- Opening Delimiter -

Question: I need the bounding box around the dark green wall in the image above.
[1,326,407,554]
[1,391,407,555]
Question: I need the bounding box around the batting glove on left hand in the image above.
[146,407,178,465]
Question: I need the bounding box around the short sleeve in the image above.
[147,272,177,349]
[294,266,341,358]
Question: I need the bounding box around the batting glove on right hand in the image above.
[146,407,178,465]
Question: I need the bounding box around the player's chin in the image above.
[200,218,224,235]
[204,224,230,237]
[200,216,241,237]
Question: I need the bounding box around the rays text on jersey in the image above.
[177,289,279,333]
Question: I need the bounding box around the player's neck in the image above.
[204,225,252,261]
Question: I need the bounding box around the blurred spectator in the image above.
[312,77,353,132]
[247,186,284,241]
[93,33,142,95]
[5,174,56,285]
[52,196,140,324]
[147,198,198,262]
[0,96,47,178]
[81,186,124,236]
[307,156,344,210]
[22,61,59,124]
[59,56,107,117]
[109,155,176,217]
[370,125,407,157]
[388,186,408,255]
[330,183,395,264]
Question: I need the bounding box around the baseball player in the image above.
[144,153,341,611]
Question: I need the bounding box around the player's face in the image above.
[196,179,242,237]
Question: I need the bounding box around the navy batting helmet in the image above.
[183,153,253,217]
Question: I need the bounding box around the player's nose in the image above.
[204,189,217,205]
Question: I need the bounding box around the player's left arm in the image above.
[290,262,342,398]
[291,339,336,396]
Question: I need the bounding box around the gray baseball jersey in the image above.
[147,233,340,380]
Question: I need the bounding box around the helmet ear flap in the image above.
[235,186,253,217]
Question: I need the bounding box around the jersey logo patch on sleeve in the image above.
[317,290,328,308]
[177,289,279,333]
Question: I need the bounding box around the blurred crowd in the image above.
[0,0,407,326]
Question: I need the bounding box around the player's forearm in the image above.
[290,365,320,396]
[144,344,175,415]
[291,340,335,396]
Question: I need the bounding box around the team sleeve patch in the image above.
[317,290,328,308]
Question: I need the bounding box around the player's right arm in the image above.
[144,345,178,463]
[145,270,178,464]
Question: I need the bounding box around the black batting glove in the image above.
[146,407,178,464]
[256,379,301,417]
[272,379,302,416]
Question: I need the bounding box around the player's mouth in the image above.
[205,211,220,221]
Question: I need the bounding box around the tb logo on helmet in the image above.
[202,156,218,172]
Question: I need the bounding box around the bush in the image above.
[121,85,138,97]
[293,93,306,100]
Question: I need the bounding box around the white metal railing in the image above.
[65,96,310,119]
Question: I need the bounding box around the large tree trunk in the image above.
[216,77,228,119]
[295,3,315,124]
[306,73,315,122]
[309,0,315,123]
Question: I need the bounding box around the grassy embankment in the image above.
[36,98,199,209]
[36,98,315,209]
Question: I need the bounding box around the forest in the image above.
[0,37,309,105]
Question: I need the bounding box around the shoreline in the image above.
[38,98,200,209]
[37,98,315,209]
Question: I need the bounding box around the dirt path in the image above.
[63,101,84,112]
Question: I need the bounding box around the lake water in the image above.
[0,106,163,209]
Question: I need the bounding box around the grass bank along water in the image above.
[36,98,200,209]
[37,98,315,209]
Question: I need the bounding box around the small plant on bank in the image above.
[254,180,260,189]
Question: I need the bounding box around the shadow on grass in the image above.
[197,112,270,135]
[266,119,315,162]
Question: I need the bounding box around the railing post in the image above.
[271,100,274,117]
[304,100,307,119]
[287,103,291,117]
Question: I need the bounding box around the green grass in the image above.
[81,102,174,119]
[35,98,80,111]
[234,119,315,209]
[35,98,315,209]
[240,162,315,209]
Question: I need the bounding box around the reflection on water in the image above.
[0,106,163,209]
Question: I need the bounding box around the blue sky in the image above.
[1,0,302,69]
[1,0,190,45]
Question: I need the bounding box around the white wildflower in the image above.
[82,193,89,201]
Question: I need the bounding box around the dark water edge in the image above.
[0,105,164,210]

- Closing Delimiter -
- Opening Delimiter -

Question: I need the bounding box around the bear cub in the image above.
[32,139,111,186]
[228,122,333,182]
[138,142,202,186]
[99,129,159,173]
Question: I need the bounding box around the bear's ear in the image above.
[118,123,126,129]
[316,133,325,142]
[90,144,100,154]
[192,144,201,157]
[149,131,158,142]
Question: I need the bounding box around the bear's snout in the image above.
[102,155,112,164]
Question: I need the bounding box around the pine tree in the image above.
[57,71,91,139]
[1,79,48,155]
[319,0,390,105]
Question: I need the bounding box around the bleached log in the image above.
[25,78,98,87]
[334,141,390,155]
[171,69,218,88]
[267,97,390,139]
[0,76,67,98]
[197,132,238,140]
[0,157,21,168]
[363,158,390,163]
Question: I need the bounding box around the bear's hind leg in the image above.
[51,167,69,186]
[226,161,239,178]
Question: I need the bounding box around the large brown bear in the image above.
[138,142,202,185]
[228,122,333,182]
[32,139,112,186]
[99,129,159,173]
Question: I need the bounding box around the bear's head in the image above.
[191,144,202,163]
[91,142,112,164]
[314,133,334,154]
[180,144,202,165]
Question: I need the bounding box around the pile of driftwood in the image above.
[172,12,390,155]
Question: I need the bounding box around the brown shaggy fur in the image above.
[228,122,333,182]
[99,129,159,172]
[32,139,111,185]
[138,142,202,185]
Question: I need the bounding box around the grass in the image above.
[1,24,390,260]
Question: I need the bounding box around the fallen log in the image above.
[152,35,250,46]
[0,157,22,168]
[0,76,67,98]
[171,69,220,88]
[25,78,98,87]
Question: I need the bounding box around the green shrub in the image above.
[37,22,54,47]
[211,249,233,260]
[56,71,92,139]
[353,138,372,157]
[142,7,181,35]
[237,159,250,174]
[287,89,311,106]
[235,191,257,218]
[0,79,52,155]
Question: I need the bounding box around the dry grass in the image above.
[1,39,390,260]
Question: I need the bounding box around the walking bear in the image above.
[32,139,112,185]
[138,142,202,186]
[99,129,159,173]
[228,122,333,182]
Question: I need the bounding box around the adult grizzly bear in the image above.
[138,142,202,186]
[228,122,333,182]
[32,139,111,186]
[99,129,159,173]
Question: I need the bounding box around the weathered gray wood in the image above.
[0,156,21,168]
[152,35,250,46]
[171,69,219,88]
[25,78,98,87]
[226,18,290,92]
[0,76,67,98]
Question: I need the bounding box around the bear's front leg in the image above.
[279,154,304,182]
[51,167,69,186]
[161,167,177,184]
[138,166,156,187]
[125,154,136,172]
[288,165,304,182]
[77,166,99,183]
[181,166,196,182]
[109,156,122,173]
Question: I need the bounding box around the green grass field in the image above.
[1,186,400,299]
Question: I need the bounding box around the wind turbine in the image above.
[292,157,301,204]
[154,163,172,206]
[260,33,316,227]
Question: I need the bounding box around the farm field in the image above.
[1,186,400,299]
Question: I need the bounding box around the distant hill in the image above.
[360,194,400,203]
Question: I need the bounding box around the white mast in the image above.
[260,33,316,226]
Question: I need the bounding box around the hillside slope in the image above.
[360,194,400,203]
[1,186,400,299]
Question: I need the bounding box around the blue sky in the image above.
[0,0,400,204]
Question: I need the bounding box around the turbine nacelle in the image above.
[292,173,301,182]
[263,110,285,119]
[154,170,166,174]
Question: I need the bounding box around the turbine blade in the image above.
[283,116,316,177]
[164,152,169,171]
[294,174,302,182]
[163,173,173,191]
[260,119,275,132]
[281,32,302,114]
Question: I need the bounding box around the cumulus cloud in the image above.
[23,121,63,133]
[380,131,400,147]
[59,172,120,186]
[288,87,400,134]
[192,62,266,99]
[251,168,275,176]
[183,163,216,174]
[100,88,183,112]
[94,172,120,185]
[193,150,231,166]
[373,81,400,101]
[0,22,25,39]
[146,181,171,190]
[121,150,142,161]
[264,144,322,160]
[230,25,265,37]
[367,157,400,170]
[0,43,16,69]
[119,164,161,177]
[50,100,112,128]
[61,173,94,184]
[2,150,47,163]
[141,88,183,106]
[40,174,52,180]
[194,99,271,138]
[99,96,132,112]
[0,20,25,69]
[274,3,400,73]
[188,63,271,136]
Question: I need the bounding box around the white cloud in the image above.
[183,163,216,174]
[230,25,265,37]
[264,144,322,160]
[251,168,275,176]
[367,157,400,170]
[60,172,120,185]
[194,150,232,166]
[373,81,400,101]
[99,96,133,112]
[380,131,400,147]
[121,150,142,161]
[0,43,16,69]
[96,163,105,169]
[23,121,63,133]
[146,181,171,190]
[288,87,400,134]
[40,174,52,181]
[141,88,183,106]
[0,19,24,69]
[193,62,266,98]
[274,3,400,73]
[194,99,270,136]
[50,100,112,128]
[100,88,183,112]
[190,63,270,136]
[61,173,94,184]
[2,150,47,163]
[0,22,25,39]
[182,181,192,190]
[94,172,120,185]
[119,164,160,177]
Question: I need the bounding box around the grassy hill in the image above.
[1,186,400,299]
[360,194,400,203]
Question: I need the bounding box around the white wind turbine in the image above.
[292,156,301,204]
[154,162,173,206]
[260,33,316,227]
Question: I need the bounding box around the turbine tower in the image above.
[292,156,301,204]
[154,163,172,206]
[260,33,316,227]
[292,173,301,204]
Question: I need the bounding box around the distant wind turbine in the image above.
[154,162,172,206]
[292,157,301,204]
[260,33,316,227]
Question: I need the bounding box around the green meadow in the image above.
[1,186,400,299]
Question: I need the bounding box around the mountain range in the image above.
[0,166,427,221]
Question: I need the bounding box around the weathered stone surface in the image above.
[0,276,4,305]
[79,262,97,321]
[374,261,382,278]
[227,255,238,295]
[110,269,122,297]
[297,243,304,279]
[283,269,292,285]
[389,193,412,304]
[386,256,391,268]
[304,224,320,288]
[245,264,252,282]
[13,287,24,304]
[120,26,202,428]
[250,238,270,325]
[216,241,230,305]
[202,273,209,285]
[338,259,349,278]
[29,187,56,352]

- Closing Delimiter -
- Opening Delimiter -

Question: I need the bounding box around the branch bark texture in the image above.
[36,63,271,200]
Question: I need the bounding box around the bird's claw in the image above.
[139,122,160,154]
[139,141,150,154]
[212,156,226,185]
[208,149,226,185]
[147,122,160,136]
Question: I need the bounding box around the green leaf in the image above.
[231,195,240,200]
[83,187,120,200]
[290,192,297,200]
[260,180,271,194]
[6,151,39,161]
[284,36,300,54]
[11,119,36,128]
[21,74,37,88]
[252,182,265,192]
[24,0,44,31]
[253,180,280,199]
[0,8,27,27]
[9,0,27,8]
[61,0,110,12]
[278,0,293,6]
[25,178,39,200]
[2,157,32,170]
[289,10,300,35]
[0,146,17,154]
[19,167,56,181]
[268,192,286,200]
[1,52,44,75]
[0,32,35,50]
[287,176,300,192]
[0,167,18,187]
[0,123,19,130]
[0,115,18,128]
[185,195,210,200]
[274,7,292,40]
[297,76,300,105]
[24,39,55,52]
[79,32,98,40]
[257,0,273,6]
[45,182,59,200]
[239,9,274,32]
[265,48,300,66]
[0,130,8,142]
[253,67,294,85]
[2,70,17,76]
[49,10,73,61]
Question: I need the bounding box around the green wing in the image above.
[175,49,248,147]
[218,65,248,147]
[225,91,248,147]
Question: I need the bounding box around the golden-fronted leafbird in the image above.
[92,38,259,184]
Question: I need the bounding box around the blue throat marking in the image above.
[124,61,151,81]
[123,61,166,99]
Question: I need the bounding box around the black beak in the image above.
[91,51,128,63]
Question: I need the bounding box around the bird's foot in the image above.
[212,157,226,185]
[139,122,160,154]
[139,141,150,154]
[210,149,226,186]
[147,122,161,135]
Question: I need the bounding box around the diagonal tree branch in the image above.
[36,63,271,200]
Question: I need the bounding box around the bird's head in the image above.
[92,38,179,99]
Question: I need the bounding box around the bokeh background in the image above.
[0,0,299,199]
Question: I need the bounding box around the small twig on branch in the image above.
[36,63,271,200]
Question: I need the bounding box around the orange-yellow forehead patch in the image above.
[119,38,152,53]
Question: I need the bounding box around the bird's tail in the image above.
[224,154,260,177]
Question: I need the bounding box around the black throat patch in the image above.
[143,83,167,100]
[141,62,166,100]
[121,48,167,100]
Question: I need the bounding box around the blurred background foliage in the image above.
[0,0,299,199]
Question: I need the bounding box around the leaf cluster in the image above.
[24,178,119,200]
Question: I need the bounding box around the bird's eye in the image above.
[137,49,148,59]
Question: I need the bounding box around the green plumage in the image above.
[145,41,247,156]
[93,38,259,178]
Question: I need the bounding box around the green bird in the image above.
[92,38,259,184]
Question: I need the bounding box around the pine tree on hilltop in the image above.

- Closing Delimiter -

• _Problem statement_:
Looking at the data above, write out exactly the lines that start at the one containing "Question: I need the bounding box around the black throat" and end at the one containing "Question: I need the bounding box around the pine tree on"; include both and nothing beyond.

• _Written response_:
Question: I need the bounding box around the black throat patch in the image above.
[143,83,167,100]
[141,62,166,100]
[121,48,167,100]
Question: I need the bounding box around the blurred background foliage in the image above.
[0,0,299,199]
Question: I need the bounding box around the leaf cluster in the image above.
[24,178,119,200]
Question: I need the bounding box around the bird's eye in the image above.
[137,49,148,59]
Question: I need the bounding box around the green plumage in the image above.
[145,41,247,156]
[93,38,259,178]
Question: I need the bounding box around the green bird in the image above.
[92,38,259,184]
Question: I need the bounding box around the pine tree on hilltop in the image above.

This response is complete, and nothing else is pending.